[start]

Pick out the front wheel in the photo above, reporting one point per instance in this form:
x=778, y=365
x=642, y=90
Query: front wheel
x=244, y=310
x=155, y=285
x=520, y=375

[end]

Given request: Could you render every line of the entries above as a JSON list of strings, one string per line, with blank lines left out?

Task solution:
[
  "Pick out the front wheel in the photo above, reporting one point per instance in this form:",
  "x=778, y=365",
  "x=642, y=90",
  "Query: front wheel",
  "x=244, y=310",
  "x=155, y=285",
  "x=520, y=375"
]